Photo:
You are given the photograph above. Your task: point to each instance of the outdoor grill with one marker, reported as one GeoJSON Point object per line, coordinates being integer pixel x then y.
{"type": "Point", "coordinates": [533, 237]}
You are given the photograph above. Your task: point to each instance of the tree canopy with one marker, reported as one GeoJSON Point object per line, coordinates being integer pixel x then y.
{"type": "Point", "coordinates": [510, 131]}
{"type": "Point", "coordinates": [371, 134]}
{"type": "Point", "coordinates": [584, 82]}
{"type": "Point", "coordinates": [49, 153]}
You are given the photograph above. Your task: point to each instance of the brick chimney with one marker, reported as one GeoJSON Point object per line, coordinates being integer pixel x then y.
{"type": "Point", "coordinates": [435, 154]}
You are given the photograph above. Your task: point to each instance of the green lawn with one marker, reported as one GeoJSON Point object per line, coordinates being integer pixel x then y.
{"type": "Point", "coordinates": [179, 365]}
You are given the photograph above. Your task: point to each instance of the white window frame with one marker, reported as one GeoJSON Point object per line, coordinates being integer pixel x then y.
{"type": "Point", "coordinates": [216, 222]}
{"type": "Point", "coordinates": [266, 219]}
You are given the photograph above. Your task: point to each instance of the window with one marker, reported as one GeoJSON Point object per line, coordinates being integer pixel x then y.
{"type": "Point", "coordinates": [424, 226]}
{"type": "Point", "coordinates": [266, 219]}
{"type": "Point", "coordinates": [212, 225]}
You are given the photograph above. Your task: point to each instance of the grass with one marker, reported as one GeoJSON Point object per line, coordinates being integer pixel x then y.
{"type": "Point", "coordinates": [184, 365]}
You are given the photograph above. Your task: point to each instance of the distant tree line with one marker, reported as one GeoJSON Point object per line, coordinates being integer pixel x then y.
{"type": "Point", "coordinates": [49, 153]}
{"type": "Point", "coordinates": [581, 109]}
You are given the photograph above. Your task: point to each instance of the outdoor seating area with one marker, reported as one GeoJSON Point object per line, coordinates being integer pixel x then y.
___
- **WHAT IS BEING ASKED**: From the line that contains "of the distant" down to the last line of the material above, copy every line word for word, both ends included.

- **COMPLETED EXERCISE**:
You are given the photograph above. Your task: point to each instance of the distant tree line with one marker, reported as one GeoJSON Point object per line, coordinates being integer pixel x then y.
{"type": "Point", "coordinates": [49, 153]}
{"type": "Point", "coordinates": [581, 109]}
You are given the photograph above. Your task: point to each instance of the outdoor seating area with one marker, reported as one GeoJSON Point object per line, coordinates being integer pixel x then y.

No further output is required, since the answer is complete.